━━━ TESTO DA LEGGERE

Nel processo di risposta ai rischi di errori significativi identificati a livello di asserzioni, il revisore è chiamato a progettare e svolgere procedure di revisione appropriate che permettano di acquisire elementi probativi sufficienti e appropriati. In base all’ISA 330, tali procedure sono prevalentemente di due tipologie: procedure di conformità e procedure di validità.

Le procedure di conformità sono adottate quando il revisore intende fare affidamento sull’efficacia operativa dei controlli interni implementati dalla società. In tali casi, è necessario acquisire elementi probativi sufficienti sull’effettivo funzionamento di questi controlli con riferimento a specifiche asserzioni di bilancio. Il loro scopo principale è quello di verificare che i controlli siano stati attuati, mantenuti e abbiano operato efficacemente nel periodo oggetto di revisione, al fine di poter calibrare in modo appropriato la natura, la tempistica e l’estensione delle procedure di validità che verranno successivamente eseguite. La situazione ideale è la presenza di una figura organizzativa di controllo di terzo livello (cd internal audit).

Per essere efficaci, le procedure di conformità devono essere mirate e svolte in maniera rigorosa. Tra le attività tipiche vi sono l’osservazione diretta dei controlli mentre vengono eseguiti, l’ispezione della documentazione di supporto che dimostra l’avvenuta esecuzione del controllo, l’interrogazione del personale per comprendere modalità e frequenza dei controlli, e la riesecuzione del controllo stesso, in particolare quando si tratta di controlli automatizzati. Queste attività sono generalmente condotte su campioni rappresentativi di operazioni, selezionati per verificare la costanza e l’efficacia del controllo nel periodo di riferimento.

Le procedure di validità, invece, sono obbligatorie e vengono sempre svolte, indipendentemente dall’esito delle procedure di conformità. Esse servono a ottenere direttamente evidenza sull’attendibilità delle asserzioni contenute nel bilancio, e si configurano come test sostanziali su saldi, transazioni o informative. Tra le procedure più comuni si annoverano ispezioni, conferme esterne, analisi di coerenza, riconciliazioni contabili, verifiche documentali e osservazioni fisiche.

Quando il revisore non intende fare affidamento sul sistema di controllo interno, oppure quando tale sistema è ritenuto inefficace, l’intero lavoro di audit si basa sulle sole procedure di validità, il cui disegno dovrà essere adeguatamente rafforzato in termini di estensione e profondità. In altri casi, l’affiancamento delle due tipologie di procedure consente di ottenere un quadro più solido e completo, soprattutto in presenza di rischi elevati o di aree caratterizzate da complessità operative.

━━━━━━

Nel testo sulle procedure di revisione, quali sono le due tipologie di procedure indicate in base all'ISA 330? Il materiale qui sotto non è necessario.

━━━ DATI ESTRATTI

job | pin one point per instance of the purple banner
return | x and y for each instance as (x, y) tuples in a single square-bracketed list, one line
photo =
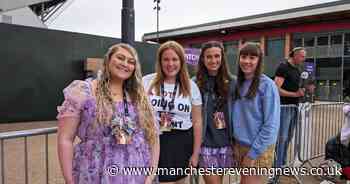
[(192, 55), (309, 67)]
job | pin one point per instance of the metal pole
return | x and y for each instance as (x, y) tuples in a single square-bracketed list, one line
[(128, 22), (157, 8)]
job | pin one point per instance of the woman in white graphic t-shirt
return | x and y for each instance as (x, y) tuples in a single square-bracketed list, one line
[(177, 104)]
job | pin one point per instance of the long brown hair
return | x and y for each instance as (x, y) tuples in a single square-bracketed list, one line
[(250, 49), (222, 80), (183, 76), (134, 88)]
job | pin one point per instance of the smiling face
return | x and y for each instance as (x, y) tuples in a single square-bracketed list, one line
[(121, 64), (212, 60), (170, 63), (248, 65)]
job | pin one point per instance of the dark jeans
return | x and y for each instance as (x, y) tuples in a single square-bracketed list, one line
[(287, 126)]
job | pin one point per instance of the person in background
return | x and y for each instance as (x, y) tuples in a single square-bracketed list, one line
[(255, 114), (216, 85), (288, 79), (113, 119), (177, 104)]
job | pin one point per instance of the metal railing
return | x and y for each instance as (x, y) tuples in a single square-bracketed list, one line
[(315, 124), (25, 134)]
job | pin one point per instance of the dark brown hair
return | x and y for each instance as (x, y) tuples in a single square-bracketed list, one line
[(250, 49), (183, 76), (222, 81)]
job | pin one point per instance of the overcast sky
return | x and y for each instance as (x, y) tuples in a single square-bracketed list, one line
[(103, 17)]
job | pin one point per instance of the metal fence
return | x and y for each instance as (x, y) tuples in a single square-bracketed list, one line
[(25, 135), (315, 124)]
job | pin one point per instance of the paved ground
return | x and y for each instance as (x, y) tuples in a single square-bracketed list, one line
[(15, 161)]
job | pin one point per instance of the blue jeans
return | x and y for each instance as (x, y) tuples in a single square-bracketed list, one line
[(285, 134)]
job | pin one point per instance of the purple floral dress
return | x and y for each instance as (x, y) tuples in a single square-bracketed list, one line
[(98, 153)]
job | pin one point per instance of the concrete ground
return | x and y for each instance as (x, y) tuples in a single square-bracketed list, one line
[(15, 161)]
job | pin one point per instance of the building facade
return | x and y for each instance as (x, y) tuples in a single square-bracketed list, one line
[(323, 29)]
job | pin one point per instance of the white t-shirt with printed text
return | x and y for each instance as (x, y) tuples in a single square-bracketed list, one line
[(181, 113)]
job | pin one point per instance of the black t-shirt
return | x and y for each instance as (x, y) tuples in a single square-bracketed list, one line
[(214, 137), (291, 75)]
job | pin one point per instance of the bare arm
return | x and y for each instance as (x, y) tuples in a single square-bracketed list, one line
[(67, 128), (197, 135), (279, 82)]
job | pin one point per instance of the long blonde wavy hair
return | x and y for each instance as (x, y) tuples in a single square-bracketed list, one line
[(184, 79), (133, 87)]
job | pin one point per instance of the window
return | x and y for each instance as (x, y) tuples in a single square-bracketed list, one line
[(322, 40), (309, 41), (336, 39), (297, 42)]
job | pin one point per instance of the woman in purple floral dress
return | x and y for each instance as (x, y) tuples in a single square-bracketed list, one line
[(113, 119)]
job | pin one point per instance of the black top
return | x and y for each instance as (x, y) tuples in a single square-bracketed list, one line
[(215, 137), (291, 75)]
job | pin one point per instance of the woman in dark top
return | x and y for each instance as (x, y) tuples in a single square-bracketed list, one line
[(215, 83)]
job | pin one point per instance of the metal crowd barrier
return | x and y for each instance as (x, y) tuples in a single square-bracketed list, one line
[(25, 134), (315, 124), (318, 123)]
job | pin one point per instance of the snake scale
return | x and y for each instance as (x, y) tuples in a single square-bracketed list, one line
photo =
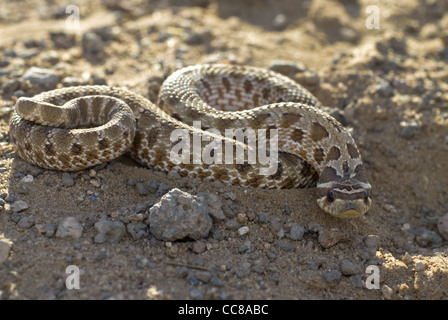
[(78, 127)]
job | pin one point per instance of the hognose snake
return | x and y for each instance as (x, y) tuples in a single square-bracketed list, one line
[(99, 123)]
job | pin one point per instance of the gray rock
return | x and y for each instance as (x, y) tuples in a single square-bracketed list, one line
[(137, 230), (332, 276), (19, 206), (67, 179), (141, 189), (296, 232), (69, 227), (330, 237), (179, 215), (44, 78), (25, 222), (409, 129), (442, 226), (109, 231), (349, 268), (5, 248), (214, 203)]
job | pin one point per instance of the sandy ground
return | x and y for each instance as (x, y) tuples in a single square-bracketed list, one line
[(388, 85)]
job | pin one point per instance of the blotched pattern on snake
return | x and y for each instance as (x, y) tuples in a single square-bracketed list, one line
[(78, 127)]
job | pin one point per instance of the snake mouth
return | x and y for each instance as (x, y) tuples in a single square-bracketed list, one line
[(350, 213)]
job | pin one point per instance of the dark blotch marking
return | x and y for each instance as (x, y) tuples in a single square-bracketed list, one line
[(48, 149), (289, 119), (103, 144), (76, 148), (226, 84), (248, 86), (266, 93), (352, 151), (278, 173), (319, 155), (333, 154), (328, 174), (318, 132), (297, 135)]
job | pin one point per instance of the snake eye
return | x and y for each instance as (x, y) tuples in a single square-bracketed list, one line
[(330, 196)]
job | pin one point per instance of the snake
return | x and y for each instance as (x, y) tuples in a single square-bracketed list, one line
[(74, 128)]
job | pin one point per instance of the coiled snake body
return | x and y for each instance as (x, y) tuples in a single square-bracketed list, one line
[(77, 127)]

━━━━━━

RISPOSTA: Procedure di conformità e procedure di validità.